Supplied data

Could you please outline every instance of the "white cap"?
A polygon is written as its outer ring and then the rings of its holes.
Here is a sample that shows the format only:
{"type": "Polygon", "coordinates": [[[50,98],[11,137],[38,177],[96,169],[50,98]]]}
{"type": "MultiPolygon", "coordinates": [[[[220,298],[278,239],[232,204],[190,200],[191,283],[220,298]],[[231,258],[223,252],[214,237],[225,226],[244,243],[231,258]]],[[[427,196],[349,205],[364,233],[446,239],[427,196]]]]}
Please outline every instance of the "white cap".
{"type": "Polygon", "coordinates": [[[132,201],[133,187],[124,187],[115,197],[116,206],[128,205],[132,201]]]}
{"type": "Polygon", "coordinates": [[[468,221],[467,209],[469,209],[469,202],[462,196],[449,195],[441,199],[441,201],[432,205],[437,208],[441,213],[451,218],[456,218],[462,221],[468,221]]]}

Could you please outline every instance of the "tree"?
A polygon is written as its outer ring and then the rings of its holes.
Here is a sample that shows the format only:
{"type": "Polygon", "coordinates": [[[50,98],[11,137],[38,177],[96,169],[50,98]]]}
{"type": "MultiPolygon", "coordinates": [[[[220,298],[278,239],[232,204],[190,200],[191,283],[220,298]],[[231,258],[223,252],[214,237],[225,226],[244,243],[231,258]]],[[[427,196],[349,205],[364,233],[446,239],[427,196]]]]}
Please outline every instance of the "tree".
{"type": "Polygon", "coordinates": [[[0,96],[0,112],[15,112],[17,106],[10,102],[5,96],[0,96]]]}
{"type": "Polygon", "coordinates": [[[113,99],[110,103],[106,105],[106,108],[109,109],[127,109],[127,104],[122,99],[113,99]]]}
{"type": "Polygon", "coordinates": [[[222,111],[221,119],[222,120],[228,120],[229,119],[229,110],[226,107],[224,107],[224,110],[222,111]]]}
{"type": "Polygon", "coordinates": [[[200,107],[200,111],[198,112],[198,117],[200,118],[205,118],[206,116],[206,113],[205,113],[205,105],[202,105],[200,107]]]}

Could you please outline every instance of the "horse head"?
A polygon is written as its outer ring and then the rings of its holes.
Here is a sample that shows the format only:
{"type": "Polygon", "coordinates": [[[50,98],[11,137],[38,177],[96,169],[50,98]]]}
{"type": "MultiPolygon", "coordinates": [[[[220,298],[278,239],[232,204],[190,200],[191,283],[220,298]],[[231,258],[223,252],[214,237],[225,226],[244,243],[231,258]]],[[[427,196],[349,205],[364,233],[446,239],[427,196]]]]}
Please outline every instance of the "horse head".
==
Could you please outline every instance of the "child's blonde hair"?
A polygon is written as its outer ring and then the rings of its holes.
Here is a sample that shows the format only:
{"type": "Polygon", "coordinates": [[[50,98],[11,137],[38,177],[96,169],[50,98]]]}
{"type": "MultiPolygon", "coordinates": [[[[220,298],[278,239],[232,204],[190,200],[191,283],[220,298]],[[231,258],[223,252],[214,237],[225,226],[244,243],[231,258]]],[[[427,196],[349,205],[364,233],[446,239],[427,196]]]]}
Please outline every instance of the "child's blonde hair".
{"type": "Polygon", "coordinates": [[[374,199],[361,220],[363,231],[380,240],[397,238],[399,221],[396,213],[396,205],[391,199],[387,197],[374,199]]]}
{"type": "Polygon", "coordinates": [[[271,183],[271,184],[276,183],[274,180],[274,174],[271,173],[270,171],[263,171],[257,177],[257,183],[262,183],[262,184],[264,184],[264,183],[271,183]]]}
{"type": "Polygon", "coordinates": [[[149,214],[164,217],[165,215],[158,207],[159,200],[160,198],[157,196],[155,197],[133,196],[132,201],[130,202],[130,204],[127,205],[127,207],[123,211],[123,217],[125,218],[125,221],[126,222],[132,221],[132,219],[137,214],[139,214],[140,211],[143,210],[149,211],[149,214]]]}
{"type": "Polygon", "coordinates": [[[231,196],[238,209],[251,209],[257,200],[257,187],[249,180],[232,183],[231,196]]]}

What to produce
State how many lines in the material above contain the word "outline", counting only matches with the same case, and reply with the number alone.

Solution
8